### Task
For this exercise, please find the lines in the entries that include the word "green" and copy them.

*** Opening of Input records ***

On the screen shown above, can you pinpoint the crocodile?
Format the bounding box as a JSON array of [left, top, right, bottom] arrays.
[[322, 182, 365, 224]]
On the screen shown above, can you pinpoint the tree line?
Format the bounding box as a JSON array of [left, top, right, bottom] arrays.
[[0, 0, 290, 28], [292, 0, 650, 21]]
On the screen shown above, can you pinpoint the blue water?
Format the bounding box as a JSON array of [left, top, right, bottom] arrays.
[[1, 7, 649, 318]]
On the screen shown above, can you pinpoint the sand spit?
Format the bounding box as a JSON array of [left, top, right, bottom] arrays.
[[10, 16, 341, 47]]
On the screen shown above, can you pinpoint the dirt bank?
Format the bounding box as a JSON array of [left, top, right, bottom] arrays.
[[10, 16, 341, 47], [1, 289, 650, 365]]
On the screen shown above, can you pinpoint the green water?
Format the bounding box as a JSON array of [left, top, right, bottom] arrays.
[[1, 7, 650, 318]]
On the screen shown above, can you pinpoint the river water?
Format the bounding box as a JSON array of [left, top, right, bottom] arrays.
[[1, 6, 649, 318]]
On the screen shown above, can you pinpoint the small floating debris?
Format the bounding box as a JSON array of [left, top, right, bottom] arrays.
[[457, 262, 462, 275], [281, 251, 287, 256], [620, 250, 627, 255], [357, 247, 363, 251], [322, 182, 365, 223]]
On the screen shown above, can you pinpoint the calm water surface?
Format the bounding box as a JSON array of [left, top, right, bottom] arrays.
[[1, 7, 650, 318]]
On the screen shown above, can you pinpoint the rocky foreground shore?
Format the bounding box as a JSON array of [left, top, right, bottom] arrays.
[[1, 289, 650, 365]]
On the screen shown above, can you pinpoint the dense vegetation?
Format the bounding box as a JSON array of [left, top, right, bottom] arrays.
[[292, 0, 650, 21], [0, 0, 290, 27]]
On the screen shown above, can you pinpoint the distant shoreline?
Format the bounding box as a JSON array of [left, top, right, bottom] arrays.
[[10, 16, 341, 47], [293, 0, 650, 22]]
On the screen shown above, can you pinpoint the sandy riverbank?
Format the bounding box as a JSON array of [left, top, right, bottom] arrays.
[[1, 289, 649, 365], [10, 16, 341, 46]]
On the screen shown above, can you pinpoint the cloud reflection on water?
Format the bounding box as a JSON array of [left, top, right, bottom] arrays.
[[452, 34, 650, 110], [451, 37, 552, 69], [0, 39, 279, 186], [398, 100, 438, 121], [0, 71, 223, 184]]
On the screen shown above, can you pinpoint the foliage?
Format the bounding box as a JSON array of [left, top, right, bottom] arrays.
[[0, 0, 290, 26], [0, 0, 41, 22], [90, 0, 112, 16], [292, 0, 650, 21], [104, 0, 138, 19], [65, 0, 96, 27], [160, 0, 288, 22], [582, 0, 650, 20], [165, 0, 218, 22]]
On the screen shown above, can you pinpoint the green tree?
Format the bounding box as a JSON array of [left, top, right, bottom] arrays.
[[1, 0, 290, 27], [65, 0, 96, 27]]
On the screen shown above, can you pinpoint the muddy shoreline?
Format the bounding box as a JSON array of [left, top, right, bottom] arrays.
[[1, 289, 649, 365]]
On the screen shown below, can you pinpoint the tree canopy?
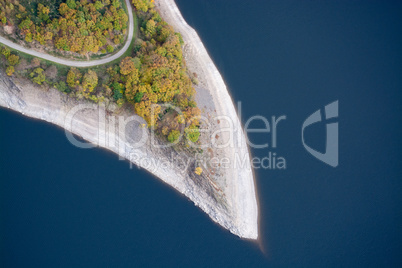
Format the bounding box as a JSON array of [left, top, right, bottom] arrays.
[[1, 0, 128, 56], [1, 0, 202, 145]]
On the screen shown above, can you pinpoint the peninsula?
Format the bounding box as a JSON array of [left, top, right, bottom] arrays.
[[0, 0, 259, 239]]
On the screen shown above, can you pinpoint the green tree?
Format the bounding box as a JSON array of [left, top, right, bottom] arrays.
[[168, 130, 181, 143], [19, 18, 32, 30], [37, 4, 50, 22], [185, 125, 200, 143], [112, 82, 124, 100], [66, 0, 77, 9], [134, 92, 144, 103], [55, 81, 68, 92], [94, 1, 104, 10], [132, 57, 141, 69], [132, 0, 152, 12], [106, 45, 114, 53], [1, 47, 10, 57], [112, 0, 120, 8], [7, 54, 19, 66], [30, 68, 46, 85], [145, 19, 156, 36]]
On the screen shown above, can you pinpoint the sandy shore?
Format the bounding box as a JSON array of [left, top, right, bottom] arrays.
[[0, 0, 258, 239]]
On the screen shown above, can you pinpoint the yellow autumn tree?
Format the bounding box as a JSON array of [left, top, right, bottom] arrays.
[[67, 68, 82, 88], [119, 57, 135, 75], [195, 167, 202, 175], [6, 66, 15, 76], [82, 70, 98, 93]]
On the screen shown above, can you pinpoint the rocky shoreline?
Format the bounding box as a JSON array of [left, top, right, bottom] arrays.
[[0, 0, 258, 239]]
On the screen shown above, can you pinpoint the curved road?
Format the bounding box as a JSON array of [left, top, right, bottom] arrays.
[[0, 0, 134, 67]]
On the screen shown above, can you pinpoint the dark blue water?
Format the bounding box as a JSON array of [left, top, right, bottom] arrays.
[[1, 0, 402, 266]]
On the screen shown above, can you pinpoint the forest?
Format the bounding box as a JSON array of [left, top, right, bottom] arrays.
[[0, 0, 201, 145], [0, 0, 128, 55]]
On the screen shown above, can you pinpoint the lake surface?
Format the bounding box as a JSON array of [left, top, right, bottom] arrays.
[[1, 0, 402, 266]]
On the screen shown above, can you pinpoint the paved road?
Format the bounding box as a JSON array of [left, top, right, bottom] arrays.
[[0, 0, 134, 67]]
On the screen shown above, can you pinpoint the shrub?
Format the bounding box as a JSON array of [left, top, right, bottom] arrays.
[[55, 81, 68, 92], [6, 66, 15, 76], [1, 47, 10, 57], [7, 54, 20, 66], [185, 125, 200, 143], [30, 68, 46, 85], [106, 45, 114, 53], [66, 68, 82, 88], [195, 167, 202, 175], [168, 130, 180, 143]]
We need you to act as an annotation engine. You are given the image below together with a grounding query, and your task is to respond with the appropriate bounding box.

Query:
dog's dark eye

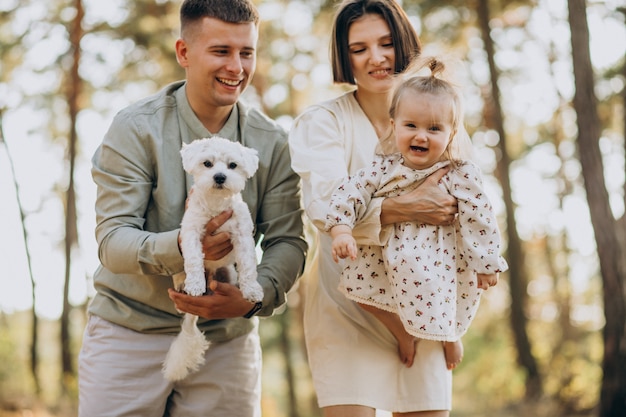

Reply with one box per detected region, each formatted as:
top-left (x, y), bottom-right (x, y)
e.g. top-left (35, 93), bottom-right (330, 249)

top-left (203, 161), bottom-right (213, 168)
top-left (228, 162), bottom-right (237, 169)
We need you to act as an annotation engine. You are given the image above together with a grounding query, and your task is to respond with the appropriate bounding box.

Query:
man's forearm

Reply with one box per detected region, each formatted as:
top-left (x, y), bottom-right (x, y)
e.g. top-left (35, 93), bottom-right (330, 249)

top-left (255, 239), bottom-right (307, 316)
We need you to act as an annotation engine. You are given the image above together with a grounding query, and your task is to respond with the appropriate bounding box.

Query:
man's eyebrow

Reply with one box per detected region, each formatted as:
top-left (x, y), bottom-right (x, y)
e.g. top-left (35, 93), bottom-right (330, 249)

top-left (207, 45), bottom-right (256, 51)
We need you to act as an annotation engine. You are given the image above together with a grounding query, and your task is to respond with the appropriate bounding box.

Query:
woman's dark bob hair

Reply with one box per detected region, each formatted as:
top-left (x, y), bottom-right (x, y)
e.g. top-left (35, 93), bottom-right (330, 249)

top-left (331, 0), bottom-right (421, 85)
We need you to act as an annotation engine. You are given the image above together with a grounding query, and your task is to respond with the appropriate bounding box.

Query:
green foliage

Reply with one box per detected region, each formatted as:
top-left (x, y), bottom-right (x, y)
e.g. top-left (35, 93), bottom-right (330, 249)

top-left (449, 275), bottom-right (603, 416)
top-left (452, 302), bottom-right (527, 413)
top-left (0, 313), bottom-right (34, 406)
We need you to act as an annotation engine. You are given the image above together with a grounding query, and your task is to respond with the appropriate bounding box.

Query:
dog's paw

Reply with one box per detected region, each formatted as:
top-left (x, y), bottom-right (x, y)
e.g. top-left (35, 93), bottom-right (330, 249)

top-left (172, 272), bottom-right (186, 292)
top-left (240, 280), bottom-right (263, 303)
top-left (184, 274), bottom-right (206, 297)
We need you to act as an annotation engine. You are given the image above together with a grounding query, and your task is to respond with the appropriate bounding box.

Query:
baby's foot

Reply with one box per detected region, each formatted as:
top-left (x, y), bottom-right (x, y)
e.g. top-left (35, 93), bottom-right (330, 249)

top-left (443, 340), bottom-right (464, 370)
top-left (397, 335), bottom-right (419, 368)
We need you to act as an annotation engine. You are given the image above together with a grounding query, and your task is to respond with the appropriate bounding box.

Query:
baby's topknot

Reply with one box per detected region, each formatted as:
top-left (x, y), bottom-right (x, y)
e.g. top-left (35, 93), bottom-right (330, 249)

top-left (427, 57), bottom-right (444, 77)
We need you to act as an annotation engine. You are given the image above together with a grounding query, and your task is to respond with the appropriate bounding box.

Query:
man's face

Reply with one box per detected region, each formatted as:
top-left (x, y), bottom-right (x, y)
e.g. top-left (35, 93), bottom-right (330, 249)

top-left (177, 17), bottom-right (258, 111)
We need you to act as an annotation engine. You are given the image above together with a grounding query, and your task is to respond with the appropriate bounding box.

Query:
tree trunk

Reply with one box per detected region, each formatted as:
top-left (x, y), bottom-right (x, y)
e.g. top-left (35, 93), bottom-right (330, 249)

top-left (620, 7), bottom-right (626, 251)
top-left (0, 110), bottom-right (41, 394)
top-left (278, 310), bottom-right (300, 417)
top-left (567, 1), bottom-right (626, 416)
top-left (476, 0), bottom-right (543, 399)
top-left (60, 0), bottom-right (84, 390)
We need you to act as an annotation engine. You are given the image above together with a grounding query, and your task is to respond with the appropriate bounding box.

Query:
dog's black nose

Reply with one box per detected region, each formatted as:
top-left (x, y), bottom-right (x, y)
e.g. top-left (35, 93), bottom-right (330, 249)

top-left (214, 173), bottom-right (226, 185)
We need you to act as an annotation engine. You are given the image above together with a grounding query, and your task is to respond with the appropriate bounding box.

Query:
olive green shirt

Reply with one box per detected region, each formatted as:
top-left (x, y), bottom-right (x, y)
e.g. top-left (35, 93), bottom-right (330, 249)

top-left (89, 81), bottom-right (307, 341)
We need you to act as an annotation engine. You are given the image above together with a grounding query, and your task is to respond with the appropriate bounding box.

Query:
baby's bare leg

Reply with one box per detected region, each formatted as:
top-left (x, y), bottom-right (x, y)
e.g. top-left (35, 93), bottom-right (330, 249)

top-left (443, 340), bottom-right (464, 370)
top-left (357, 303), bottom-right (418, 367)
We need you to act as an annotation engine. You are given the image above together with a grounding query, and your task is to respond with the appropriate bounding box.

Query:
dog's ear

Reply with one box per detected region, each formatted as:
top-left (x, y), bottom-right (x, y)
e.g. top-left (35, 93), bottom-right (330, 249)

top-left (180, 142), bottom-right (194, 173)
top-left (180, 139), bottom-right (205, 173)
top-left (241, 146), bottom-right (259, 178)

*** Close of Input records ***

### Exercise solution
On the screen shown above, can you pinpoint the green water?
On the screen shown above, can you pinpoint the green tree?
On the screen shown above, can you pinpoint the green tree?
green foliage
olive green shirt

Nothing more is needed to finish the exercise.